#### [WHAT THE TASK ASKS]
Please write out every entry below exactly, leaving out any pictures.

┌──

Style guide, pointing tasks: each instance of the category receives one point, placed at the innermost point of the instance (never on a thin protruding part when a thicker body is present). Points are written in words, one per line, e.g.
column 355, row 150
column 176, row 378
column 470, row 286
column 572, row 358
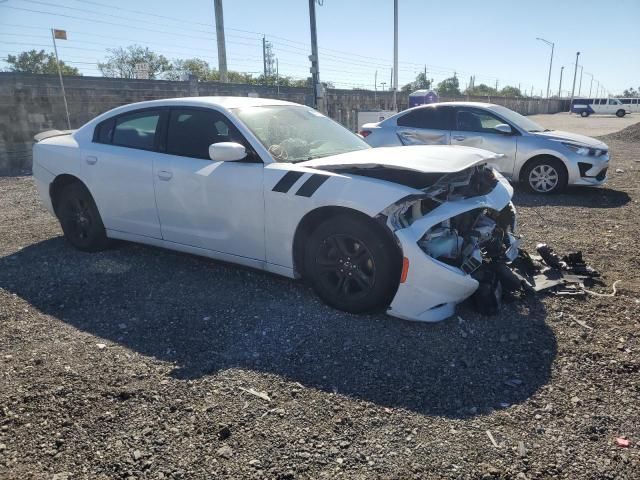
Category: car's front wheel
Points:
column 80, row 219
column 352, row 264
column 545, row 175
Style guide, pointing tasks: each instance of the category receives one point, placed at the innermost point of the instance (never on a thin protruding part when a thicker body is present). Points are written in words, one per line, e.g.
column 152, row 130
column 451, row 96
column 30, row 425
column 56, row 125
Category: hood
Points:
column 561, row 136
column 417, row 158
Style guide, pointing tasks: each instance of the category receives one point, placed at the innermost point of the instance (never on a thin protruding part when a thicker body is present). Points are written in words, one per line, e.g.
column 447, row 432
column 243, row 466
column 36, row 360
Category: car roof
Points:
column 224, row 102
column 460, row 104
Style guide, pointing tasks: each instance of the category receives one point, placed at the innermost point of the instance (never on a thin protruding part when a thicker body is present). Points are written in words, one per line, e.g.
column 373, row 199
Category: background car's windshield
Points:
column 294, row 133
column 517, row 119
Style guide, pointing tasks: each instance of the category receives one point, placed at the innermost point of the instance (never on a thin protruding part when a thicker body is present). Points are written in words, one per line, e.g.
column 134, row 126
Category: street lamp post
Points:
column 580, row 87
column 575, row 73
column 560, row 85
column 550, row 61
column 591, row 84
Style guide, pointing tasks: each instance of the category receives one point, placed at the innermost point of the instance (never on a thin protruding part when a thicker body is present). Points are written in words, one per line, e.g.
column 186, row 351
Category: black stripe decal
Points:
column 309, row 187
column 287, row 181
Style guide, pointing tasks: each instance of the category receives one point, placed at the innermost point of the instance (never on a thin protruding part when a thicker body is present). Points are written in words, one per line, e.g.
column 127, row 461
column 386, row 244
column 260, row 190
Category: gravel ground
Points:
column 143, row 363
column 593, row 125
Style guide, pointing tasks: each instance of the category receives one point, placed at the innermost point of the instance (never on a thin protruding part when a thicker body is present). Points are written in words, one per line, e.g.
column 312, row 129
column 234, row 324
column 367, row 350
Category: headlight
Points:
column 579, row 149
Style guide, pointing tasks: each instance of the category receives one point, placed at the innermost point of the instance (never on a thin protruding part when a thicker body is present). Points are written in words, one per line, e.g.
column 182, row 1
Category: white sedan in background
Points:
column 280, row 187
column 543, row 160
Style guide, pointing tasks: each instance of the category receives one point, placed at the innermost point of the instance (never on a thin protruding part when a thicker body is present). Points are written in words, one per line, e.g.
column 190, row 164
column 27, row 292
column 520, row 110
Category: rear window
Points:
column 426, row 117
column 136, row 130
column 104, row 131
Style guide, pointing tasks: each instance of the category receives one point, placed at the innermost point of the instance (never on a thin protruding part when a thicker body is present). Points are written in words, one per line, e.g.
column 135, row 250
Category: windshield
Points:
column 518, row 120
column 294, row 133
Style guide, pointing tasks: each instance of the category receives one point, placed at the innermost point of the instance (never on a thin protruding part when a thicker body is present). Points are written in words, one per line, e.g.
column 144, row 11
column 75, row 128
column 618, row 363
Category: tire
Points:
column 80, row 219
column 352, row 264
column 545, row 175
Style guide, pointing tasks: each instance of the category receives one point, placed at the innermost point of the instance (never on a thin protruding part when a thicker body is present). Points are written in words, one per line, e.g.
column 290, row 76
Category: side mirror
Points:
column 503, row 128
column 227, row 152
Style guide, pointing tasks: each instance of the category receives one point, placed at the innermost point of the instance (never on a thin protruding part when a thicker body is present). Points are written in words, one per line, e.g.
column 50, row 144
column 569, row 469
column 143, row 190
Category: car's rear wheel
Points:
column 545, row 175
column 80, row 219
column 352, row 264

└──

#### [ANSWER TO THE EXERCISE]
Style guide, pointing tasks: each instance of the category receives one point, placed at the innermost point of the instance (never on a thin protruding part when a thicker body is present). Points are written in words, one per line, e.g.
column 355, row 150
column 176, row 378
column 470, row 286
column 572, row 358
Category: car's front wheel
Points:
column 80, row 219
column 352, row 264
column 545, row 175
Style guide, pointing tasks: each instance of the category receives one point, placed at the innermost point of the instance (never on a thin protruding part when a thicker body is present). Points are written in words, one per line, e.g.
column 152, row 130
column 451, row 96
column 30, row 425
column 56, row 125
Category: hood
Points:
column 561, row 136
column 417, row 158
Style guide, pointing tasks: each instance of the category receives one point, placed at the innermost point of the instance (never on a thin protruding part when a thicker body is present). Points are written in words, one per line, e.g.
column 447, row 432
column 243, row 466
column 36, row 360
Category: car roof
Points:
column 224, row 102
column 460, row 104
Style guide, pointing tasks: each instance of the category receives one point, placed at the innermost point of the instance (never on a thin protruding part when a thicker body is present). Points are written in words, one per line, e.g.
column 373, row 199
Category: background car's windshield
Points:
column 294, row 133
column 517, row 119
Style guide, pointing tasks: each instance of the category receives one point, placed at the innermost point of the instance (never on a thin protruding part when a thicker body is present). Points are written in words, one per line, e.g.
column 134, row 126
Category: street lamp post
Points:
column 580, row 87
column 575, row 73
column 560, row 85
column 550, row 61
column 591, row 84
Style guide, pointing tasks: each instance of the category receives one point, placed at the innermost point of the instance (never on a thin protruding part when a thicker body is present). Points are written in words, one per line, e.g.
column 186, row 351
Category: black stripe decal
Points:
column 309, row 187
column 287, row 181
Style guide, pointing tasks: each instance of the category receives one point, placed at the innermost point of the instance (never on a thin protruding part when a thicker body is present). Points are written in words, one per line, e.g.
column 127, row 461
column 386, row 244
column 260, row 190
Category: gravel ground
Points:
column 143, row 363
column 593, row 125
Style guide, pointing tasks: each instance of the category receives one point, placed at the innermost point of the instance (never on a thin protruding part when a thicker body is present). Points are written in words, one per line, e.g.
column 312, row 129
column 234, row 324
column 367, row 350
Category: headlight
Points:
column 579, row 149
Style guide, pointing tasks: each instance of the category receives one point, placed at the innermost point of the instance (never on a thin protruding part when a thicker body is present). Points are written in words, one per line, e.g.
column 182, row 1
Category: white sedan in background
Points:
column 280, row 187
column 543, row 160
Style guide, pointing tasks: each instance of the category receives one point, placed at the innermost point of the instance (never on a thin protruding part when a thicker body is present). Points are written in words, one per line, e.g.
column 190, row 164
column 27, row 292
column 520, row 110
Category: rear window
Points:
column 426, row 117
column 136, row 130
column 104, row 131
Style guide, pointing tasks: each instance of the category receives one point, placed at the innermost point of the instance (never on a thin protruding part when a thicker body is present). Points are written in words, one per line, e.g.
column 135, row 250
Category: windshield
Points:
column 518, row 120
column 294, row 133
Style guide, pointing tasks: each instance of the category receives one point, placed at the innermost point of the instance (never on a thin protruding part when a thicker body is present). Points are written in words, one per line, e.g.
column 144, row 11
column 75, row 128
column 618, row 363
Category: tire
Points:
column 80, row 219
column 352, row 264
column 545, row 175
Style guide, pointing tasks: each instance of the category receives one point, placed at the innermost point of the instance (never on a thin protruding part when a thicker body is present). Points are written in words, one per line, e.g.
column 290, row 76
Category: side mirror
Points:
column 503, row 128
column 227, row 152
Style guide, pointing tasks: each instance of the category receives one point, placed at the innermost point of the instance (never on a thin protruding part when a thicker body is present). Points are written in words, one per line, e.g.
column 50, row 144
column 569, row 469
column 143, row 190
Category: car's rear wheel
Points:
column 545, row 175
column 80, row 219
column 352, row 264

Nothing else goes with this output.